Description of the task |
Arrange the lines below as a Markdown table with two columns, Row and Line: number each line in the Row column and put its text in the Line column, leaving out any blank lines.

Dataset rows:
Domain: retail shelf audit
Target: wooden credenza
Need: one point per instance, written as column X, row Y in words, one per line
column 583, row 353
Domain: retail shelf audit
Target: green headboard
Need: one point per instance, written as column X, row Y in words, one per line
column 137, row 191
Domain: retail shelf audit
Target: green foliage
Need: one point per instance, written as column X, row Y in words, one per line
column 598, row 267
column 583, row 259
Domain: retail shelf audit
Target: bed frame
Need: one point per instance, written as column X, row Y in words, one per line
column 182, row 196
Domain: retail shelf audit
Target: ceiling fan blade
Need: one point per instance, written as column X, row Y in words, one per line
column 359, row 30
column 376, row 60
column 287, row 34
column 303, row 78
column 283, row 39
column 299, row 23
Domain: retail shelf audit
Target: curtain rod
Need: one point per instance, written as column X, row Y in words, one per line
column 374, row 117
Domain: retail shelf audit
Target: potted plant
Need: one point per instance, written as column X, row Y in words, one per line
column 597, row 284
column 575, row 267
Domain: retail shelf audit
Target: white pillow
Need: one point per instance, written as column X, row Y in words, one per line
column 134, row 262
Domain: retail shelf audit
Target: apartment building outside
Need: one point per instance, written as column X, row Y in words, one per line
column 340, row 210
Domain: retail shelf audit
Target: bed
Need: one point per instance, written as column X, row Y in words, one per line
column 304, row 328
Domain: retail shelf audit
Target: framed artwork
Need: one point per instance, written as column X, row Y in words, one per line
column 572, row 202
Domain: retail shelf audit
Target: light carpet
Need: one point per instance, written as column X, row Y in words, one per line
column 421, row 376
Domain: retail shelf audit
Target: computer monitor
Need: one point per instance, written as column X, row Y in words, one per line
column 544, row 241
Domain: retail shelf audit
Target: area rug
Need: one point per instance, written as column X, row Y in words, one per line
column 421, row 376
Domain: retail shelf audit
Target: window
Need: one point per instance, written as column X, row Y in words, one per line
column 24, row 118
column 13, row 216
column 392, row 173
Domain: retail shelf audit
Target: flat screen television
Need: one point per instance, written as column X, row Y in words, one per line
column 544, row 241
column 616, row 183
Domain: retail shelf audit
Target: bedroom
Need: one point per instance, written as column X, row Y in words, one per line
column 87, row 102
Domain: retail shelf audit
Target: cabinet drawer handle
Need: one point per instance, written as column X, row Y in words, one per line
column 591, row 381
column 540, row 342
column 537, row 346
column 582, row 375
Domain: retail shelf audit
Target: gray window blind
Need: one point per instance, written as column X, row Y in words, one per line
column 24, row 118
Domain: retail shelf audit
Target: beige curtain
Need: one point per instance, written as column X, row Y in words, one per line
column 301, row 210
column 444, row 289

Result of this exercise |
| Row | Line |
|---|---|
| 1 | Domain: retail shelf audit |
| 2 | Target: wooden credenza |
| 3 | Need: one point per instance, written as column X, row Y in words, one per line |
| 4 | column 583, row 353 |
| 5 | Domain: retail shelf audit |
| 6 | Target: green headboard |
| 7 | Need: one point per instance, written as column X, row Y in words, one per line |
| 8 | column 137, row 191 |
| 9 | Domain: retail shelf audit |
| 10 | Target: green foliage |
| 11 | Need: one point per instance, written as column X, row Y in words, one per line |
| 12 | column 598, row 267 |
| 13 | column 583, row 259 |
| 14 | Domain: retail shelf audit |
| 15 | Target: bed frame |
| 16 | Need: one point per instance, written as column X, row Y in words, one per line |
| 17 | column 182, row 196 |
| 18 | Domain: retail shelf audit |
| 19 | Target: ceiling fan blade |
| 20 | Need: one point per instance, written as column X, row Y in words, one per line |
| 21 | column 359, row 30 |
| 22 | column 376, row 60 |
| 23 | column 287, row 34 |
| 24 | column 303, row 78 |
| 25 | column 283, row 39 |
| 26 | column 299, row 23 |
| 27 | Domain: retail shelf audit |
| 28 | Target: curtain rod |
| 29 | Need: one point per instance, written as column X, row Y in words, one per line |
| 30 | column 374, row 117 |
| 31 | Domain: retail shelf audit |
| 32 | Target: potted plant |
| 33 | Need: one point per instance, written as column X, row Y in words, one per line |
| 34 | column 597, row 284 |
| 35 | column 575, row 267 |
| 36 | Domain: retail shelf audit |
| 37 | Target: white pillow |
| 38 | Need: one point per instance, written as column X, row Y in words, one per line |
| 39 | column 134, row 262 |
| 40 | Domain: retail shelf audit |
| 41 | Target: apartment building outside |
| 42 | Need: one point per instance, written as column X, row Y in words, one per line |
| 43 | column 340, row 210 |
| 44 | Domain: retail shelf audit |
| 45 | Target: bed |
| 46 | Need: one point per instance, written as column X, row Y in words, one per line |
| 47 | column 304, row 328 |
| 48 | Domain: retail shelf audit |
| 49 | Target: framed artwork |
| 50 | Need: one point per instance, written as column X, row Y in words, one per line |
| 51 | column 572, row 202 |
| 52 | Domain: retail shelf audit |
| 53 | Target: light carpet |
| 54 | Need: one point per instance, written as column X, row Y in words, one per line |
| 55 | column 421, row 376 |
| 56 | Domain: retail shelf audit |
| 57 | Target: computer monitor |
| 58 | Need: one point per instance, written as column X, row Y in words, one per line |
| 59 | column 544, row 241 |
| 60 | Domain: retail shelf audit |
| 61 | Target: area rug |
| 62 | Need: one point per instance, written as column X, row Y in words, one per line |
| 63 | column 421, row 376 |
| 64 | Domain: retail shelf audit |
| 65 | Target: window |
| 66 | Need: one point per instance, written as column X, row Y in words, one per line |
| 67 | column 24, row 118 |
| 68 | column 13, row 216 |
| 69 | column 392, row 173 |
| 70 | Domain: retail shelf audit |
| 71 | Target: flat screen television |
| 72 | Need: one point per instance, written as column X, row Y in words, one per line |
| 73 | column 544, row 241 |
| 74 | column 616, row 183 |
| 75 | Domain: retail shelf audit |
| 76 | Target: bedroom |
| 77 | Need: one point per instance, written as column X, row Y in words, one per line |
| 78 | column 87, row 102 |
| 79 | Domain: retail shelf audit |
| 80 | Target: cabinet drawer handle |
| 81 | Need: one point per instance, written as column X, row Y in words, one per line |
| 82 | column 591, row 381 |
| 83 | column 540, row 342 |
| 84 | column 537, row 346 |
| 85 | column 582, row 375 |
| 86 | Domain: retail shelf audit |
| 87 | Target: gray window blind |
| 88 | Need: one point per instance, written as column X, row Y in words, one per line |
| 89 | column 24, row 118 |
| 90 | Domain: retail shelf audit |
| 91 | Target: beige curtain |
| 92 | Need: one point per instance, written as column X, row Y in words, one per line |
| 93 | column 301, row 210 |
| 94 | column 444, row 289 |